The aerosol tests took place Aug. 24-31. They were performed by the Zeteo Tech and Defense Advanced Research Projects Agency on aircraft most contracted by Transcom, the Boeing 767-300 and 777-200.

Mannequins with and without face masks sat in various seats on an aircraft while small amounts of fluorescent tracer particles, or simulated infectious particles, were released at 2 to 4 minute rates during a combination of ground and in-flight events. Real-time fluorescent particle sensors were placed throughout the aircraft at the breathing zone of passengers to retrieve the data. The tracer amounts will be measured in multiple rows for four sections of an airframe: forward, forward-mid, mid-aft, and aft.

“The test will help U.S. Transcom understand the aerosol particle field generated by a passenger shedding viral material and the exposure risk to crew and passengers,” said Navy Lt. Cmdr. Joseph Pope, Transcom Operations directorate liaison for the airflow particle test.

Two people going over a coronavirus airflow particle test.
Particle Test
David Silcott, left, chief executive of S3i, a biological research company, goes over an airflow particle test for Navy Vice Adm. Dee Mewbourne, right, deputy commander, U.S. Transportation Command, on board a United Airlines 767 aircraft at Dulles International Airport, Va., Aug. 28, 2020. The test data will help Transcom and the Defense Department identify how far the coronavirus can spread in an aircraft and how long it remains in the air to determine future processes for loading and quarantining passengers.

### Exercise goal
Translate this sentence from the article on the aircraft aerosol tests into Spanish: "Real-time fluorescent particle sensors were placed throughout the aircraft at the breathing zone of passengers to retrieve the data."

### Dataset extract
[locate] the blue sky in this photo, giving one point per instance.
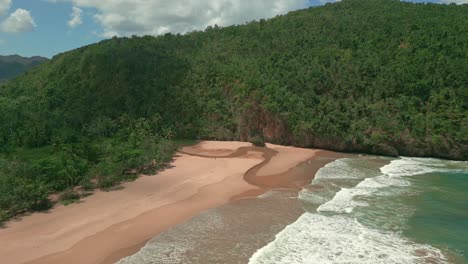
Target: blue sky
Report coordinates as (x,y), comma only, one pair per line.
(45,27)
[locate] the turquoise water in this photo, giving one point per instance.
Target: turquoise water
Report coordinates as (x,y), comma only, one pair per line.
(375,210)
(362,210)
(441,215)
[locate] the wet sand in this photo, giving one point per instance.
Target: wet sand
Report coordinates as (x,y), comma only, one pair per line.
(108,226)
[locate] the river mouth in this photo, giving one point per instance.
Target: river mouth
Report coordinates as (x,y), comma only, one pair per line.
(356,210)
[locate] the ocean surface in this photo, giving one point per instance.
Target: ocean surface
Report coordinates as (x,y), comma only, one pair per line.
(357,210)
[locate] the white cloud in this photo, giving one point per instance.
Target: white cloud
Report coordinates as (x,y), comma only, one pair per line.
(4,6)
(19,21)
(153,17)
(75,17)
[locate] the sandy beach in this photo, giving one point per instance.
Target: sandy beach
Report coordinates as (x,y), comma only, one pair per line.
(108,226)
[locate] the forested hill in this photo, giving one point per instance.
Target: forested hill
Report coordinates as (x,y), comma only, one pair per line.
(14,65)
(381,76)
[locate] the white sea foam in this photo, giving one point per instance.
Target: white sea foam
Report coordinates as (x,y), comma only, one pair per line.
(339,169)
(394,174)
(323,239)
(339,237)
(345,200)
(406,166)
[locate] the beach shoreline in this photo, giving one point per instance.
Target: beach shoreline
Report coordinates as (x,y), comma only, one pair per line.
(108,226)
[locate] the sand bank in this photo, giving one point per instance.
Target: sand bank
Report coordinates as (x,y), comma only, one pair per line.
(110,225)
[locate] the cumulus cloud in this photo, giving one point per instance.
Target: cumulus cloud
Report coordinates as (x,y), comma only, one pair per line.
(154,17)
(4,6)
(75,17)
(19,21)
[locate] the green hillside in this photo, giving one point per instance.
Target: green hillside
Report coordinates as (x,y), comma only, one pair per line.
(382,77)
(14,65)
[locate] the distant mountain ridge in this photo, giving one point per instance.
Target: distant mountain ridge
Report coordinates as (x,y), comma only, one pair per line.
(14,65)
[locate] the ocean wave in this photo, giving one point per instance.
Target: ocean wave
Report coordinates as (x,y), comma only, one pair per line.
(406,166)
(315,238)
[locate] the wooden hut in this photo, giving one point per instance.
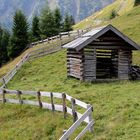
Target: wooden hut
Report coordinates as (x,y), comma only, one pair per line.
(101,54)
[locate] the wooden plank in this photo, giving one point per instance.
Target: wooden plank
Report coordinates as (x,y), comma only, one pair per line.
(64,104)
(52,102)
(75,125)
(90,117)
(39,99)
(19,96)
(84,130)
(73,105)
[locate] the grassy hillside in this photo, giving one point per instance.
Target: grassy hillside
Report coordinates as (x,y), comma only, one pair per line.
(116,105)
(103,16)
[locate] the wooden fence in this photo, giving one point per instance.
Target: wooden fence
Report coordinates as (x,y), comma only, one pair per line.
(78,118)
(55,42)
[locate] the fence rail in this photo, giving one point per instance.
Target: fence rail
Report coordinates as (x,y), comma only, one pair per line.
(78,118)
(60,40)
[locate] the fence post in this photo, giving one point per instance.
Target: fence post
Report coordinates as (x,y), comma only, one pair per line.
(19,96)
(4,83)
(64,131)
(90,117)
(78,33)
(60,39)
(74,110)
(52,101)
(3,96)
(39,99)
(64,104)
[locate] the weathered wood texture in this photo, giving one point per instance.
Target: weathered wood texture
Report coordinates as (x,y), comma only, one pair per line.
(75,63)
(108,57)
(78,118)
(90,64)
(124,64)
(55,42)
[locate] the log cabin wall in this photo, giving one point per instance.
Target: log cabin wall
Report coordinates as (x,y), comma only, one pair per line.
(124,64)
(75,63)
(89,64)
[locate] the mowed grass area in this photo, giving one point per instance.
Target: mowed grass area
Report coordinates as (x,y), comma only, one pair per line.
(30,123)
(122,7)
(116,105)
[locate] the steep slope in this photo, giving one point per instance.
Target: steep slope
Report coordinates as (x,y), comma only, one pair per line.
(103,16)
(116,105)
(78,8)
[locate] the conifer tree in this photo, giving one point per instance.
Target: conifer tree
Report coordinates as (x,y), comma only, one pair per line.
(35,29)
(47,24)
(57,21)
(19,39)
(67,23)
(1,31)
(4,45)
(72,20)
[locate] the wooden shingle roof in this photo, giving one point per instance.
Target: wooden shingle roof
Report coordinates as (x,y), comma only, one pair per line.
(94,34)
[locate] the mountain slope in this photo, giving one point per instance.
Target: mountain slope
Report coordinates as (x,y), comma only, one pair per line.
(103,16)
(116,105)
(78,8)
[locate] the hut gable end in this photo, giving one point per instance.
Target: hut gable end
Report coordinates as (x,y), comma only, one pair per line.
(103,54)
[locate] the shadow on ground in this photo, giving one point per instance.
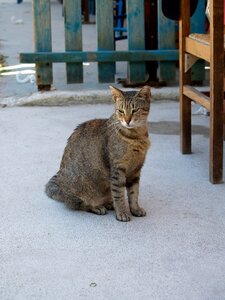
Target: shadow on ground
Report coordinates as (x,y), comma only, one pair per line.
(173,128)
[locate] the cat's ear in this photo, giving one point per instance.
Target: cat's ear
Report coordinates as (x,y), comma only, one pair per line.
(116,93)
(145,92)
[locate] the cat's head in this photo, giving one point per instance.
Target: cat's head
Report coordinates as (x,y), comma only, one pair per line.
(132,108)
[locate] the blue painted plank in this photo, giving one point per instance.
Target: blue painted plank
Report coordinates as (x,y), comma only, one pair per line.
(105,38)
(136,39)
(100,56)
(73,38)
(198,26)
(166,40)
(42,40)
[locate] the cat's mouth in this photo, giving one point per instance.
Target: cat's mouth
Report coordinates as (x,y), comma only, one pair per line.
(128,126)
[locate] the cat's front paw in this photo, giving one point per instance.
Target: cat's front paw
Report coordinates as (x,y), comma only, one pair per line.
(123,217)
(138,211)
(99,210)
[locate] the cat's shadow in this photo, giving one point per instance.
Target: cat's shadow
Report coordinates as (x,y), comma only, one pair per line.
(173,128)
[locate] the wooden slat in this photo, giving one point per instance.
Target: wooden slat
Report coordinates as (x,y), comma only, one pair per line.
(99,56)
(198,26)
(166,40)
(185,103)
(196,96)
(105,36)
(198,49)
(42,41)
(73,38)
(136,38)
(216,90)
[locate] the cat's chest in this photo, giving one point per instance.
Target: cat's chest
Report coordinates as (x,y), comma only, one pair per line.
(135,154)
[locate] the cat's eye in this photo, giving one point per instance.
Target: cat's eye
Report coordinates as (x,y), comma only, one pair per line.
(135,110)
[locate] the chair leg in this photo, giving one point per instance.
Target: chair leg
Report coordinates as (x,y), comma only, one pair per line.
(185,102)
(185,124)
(216,121)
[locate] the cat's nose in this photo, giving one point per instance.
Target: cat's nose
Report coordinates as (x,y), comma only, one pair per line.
(127,119)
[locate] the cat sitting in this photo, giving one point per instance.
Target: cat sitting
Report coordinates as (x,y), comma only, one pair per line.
(103,157)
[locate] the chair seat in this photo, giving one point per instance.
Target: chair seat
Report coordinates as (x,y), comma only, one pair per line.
(201,38)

### Task response
Se colocaron sensores de partículas fluorescentes en tiempo real por toda la aeronave, en la zona de respiración de los pasajeros, para obtener los datos.